• **Text excerpt**:
++++

Cancer clinicians are being invited to have their say on the Draft National Optimal Care Pathways (OCP) Framework that is being developed as part of the first national Australian Cancer Plan.
Cancer Australia has put the draft (link here) out for consultation to stakeholders in the cancer sector to provide input that will help refine and strengthen the final OCP Framework.
“OCPs have been embedded in the Plan as national standards of consistent, safe, high-quality, and evidence-based care, including cancer-specific and population-specific OCPs,” the agency said in a statement released this month.
“A nationally consistent framework for OCPs is needed to standardise the approach to developing, updating, adapting, evaluating, and embedding OCPs into cancer care. This will support health professionals and health services to deliver optimal care, and ensure OCPs are available to, and resonate with, people affected by cancer,” it said.

++++

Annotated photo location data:
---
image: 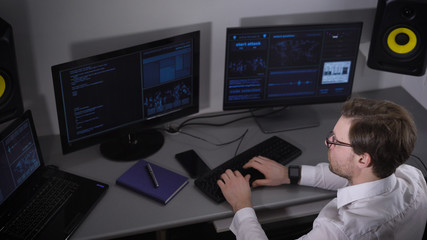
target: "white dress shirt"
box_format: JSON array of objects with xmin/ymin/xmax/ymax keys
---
[{"xmin": 230, "ymin": 163, "xmax": 427, "ymax": 240}]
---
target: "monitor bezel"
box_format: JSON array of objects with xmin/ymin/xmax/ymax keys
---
[
  {"xmin": 222, "ymin": 22, "xmax": 363, "ymax": 110},
  {"xmin": 51, "ymin": 31, "xmax": 200, "ymax": 154}
]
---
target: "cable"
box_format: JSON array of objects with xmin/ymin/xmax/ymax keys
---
[
  {"xmin": 234, "ymin": 129, "xmax": 249, "ymax": 156},
  {"xmin": 180, "ymin": 129, "xmax": 249, "ymax": 151},
  {"xmin": 166, "ymin": 107, "xmax": 285, "ymax": 133}
]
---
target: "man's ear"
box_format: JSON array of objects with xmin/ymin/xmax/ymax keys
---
[{"xmin": 357, "ymin": 153, "xmax": 372, "ymax": 168}]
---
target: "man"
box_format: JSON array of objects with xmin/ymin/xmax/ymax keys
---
[{"xmin": 218, "ymin": 98, "xmax": 427, "ymax": 240}]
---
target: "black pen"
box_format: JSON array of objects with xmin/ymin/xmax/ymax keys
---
[{"xmin": 147, "ymin": 163, "xmax": 159, "ymax": 188}]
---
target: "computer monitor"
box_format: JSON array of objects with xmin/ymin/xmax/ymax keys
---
[
  {"xmin": 223, "ymin": 22, "xmax": 362, "ymax": 132},
  {"xmin": 52, "ymin": 31, "xmax": 200, "ymax": 160}
]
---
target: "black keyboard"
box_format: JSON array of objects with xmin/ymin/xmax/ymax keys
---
[
  {"xmin": 194, "ymin": 136, "xmax": 301, "ymax": 203},
  {"xmin": 2, "ymin": 177, "xmax": 78, "ymax": 240}
]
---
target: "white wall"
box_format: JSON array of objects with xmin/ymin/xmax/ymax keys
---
[{"xmin": 0, "ymin": 0, "xmax": 427, "ymax": 135}]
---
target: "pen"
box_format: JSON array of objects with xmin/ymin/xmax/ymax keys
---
[{"xmin": 147, "ymin": 163, "xmax": 159, "ymax": 188}]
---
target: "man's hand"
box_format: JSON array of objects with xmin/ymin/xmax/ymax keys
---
[
  {"xmin": 243, "ymin": 156, "xmax": 291, "ymax": 187},
  {"xmin": 217, "ymin": 169, "xmax": 252, "ymax": 213}
]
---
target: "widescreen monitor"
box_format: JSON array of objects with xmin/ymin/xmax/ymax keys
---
[
  {"xmin": 52, "ymin": 31, "xmax": 200, "ymax": 160},
  {"xmin": 223, "ymin": 22, "xmax": 362, "ymax": 132}
]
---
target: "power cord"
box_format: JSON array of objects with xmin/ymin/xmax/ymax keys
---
[{"xmin": 166, "ymin": 107, "xmax": 285, "ymax": 133}]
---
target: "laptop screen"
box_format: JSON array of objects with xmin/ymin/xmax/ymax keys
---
[{"xmin": 0, "ymin": 112, "xmax": 41, "ymax": 204}]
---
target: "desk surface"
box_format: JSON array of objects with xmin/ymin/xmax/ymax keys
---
[{"xmin": 40, "ymin": 87, "xmax": 427, "ymax": 239}]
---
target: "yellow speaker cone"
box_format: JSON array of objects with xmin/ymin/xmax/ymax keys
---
[
  {"xmin": 0, "ymin": 75, "xmax": 6, "ymax": 98},
  {"xmin": 387, "ymin": 27, "xmax": 417, "ymax": 54}
]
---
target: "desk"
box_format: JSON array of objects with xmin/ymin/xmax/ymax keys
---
[{"xmin": 40, "ymin": 87, "xmax": 427, "ymax": 239}]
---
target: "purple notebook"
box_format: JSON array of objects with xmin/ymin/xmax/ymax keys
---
[{"xmin": 116, "ymin": 160, "xmax": 188, "ymax": 205}]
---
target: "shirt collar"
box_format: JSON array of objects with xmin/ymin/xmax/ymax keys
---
[{"xmin": 337, "ymin": 174, "xmax": 397, "ymax": 208}]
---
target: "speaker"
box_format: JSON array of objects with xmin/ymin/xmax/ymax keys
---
[
  {"xmin": 0, "ymin": 18, "xmax": 24, "ymax": 123},
  {"xmin": 367, "ymin": 0, "xmax": 427, "ymax": 76}
]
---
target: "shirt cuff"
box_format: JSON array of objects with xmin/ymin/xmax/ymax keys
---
[{"xmin": 230, "ymin": 207, "xmax": 256, "ymax": 235}]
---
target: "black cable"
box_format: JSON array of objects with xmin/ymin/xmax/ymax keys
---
[
  {"xmin": 234, "ymin": 129, "xmax": 249, "ymax": 156},
  {"xmin": 180, "ymin": 129, "xmax": 249, "ymax": 151},
  {"xmin": 174, "ymin": 107, "xmax": 285, "ymax": 132}
]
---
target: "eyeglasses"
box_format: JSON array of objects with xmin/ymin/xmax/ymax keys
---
[{"xmin": 326, "ymin": 131, "xmax": 353, "ymax": 148}]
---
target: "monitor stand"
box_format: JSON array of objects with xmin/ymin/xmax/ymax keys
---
[
  {"xmin": 100, "ymin": 130, "xmax": 165, "ymax": 161},
  {"xmin": 252, "ymin": 105, "xmax": 320, "ymax": 133}
]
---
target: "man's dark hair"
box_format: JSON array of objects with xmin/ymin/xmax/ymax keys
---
[{"xmin": 341, "ymin": 98, "xmax": 417, "ymax": 178}]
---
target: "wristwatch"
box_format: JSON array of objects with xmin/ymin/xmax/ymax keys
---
[{"xmin": 288, "ymin": 165, "xmax": 301, "ymax": 185}]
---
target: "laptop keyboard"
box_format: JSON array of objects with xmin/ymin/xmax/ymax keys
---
[
  {"xmin": 194, "ymin": 136, "xmax": 301, "ymax": 202},
  {"xmin": 2, "ymin": 177, "xmax": 78, "ymax": 240}
]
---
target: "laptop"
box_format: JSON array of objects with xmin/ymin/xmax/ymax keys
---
[{"xmin": 0, "ymin": 110, "xmax": 108, "ymax": 240}]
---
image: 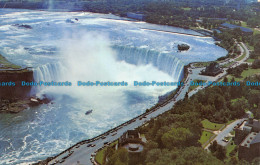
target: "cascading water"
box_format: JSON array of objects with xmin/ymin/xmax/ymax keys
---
[
  {"xmin": 0, "ymin": 9, "xmax": 227, "ymax": 165},
  {"xmin": 113, "ymin": 46, "xmax": 184, "ymax": 80},
  {"xmin": 34, "ymin": 46, "xmax": 184, "ymax": 91}
]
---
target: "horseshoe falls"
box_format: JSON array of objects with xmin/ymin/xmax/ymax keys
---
[{"xmin": 0, "ymin": 9, "xmax": 227, "ymax": 165}]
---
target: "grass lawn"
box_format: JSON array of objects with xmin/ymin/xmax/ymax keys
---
[
  {"xmin": 201, "ymin": 119, "xmax": 224, "ymax": 131},
  {"xmin": 188, "ymin": 79, "xmax": 206, "ymax": 92},
  {"xmin": 221, "ymin": 61, "xmax": 235, "ymax": 68},
  {"xmin": 199, "ymin": 131, "xmax": 214, "ymax": 145},
  {"xmin": 228, "ymin": 68, "xmax": 260, "ymax": 81},
  {"xmin": 245, "ymin": 42, "xmax": 254, "ymax": 50},
  {"xmin": 95, "ymin": 141, "xmax": 118, "ymax": 164},
  {"xmin": 226, "ymin": 140, "xmax": 236, "ymax": 158},
  {"xmin": 241, "ymin": 21, "xmax": 260, "ymax": 35}
]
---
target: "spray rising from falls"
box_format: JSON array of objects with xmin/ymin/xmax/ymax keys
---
[
  {"xmin": 113, "ymin": 46, "xmax": 184, "ymax": 80},
  {"xmin": 34, "ymin": 33, "xmax": 183, "ymax": 106}
]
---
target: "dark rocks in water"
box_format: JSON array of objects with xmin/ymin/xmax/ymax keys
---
[
  {"xmin": 66, "ymin": 19, "xmax": 74, "ymax": 23},
  {"xmin": 178, "ymin": 44, "xmax": 190, "ymax": 51},
  {"xmin": 13, "ymin": 24, "xmax": 32, "ymax": 29},
  {"xmin": 0, "ymin": 99, "xmax": 30, "ymax": 113},
  {"xmin": 30, "ymin": 95, "xmax": 51, "ymax": 106},
  {"xmin": 0, "ymin": 96, "xmax": 51, "ymax": 113}
]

++++

• **Work item A**:
Decide whether each statement agrees with the text on the cancer care pathways framework. Answer yes or no for each, and quote the words from the text that decide it.
(i) The draft has been put out for consultation to stakeholders in the cancer sector.
(ii) The framework is being developed as part of the second national Australian Cancer Plan.
(iii) The agency's statement was released last year.
• **Work item B**: Go on with the text on the cancer care pathways framework, starting after its last sentence.
The rows have nothing to do with the text on the cancer care pathways framework.

• **Your response A**:
(i) Yes: "out for consultation to stakeholders in the cancer sector"
(ii) No: "the first national Australian Cancer Plan"
(iii) No: "released this month"

• **Your response B**:
“The vision is for OCPs to be embedded into clinical practice as the standard of cancer care, ensuring cultural safety and accessibility throughout the cancer journey, improving equity in cancer care and outcomes for all Australians.”
According to the draft version, OCPs will be based on principles of equity, being future-focused, person-centred and collaborative.
The draft envisions improving functionality of the OCPs for clinicians by digitising them to make them more accessible, and embedding them into existing clinical workflows.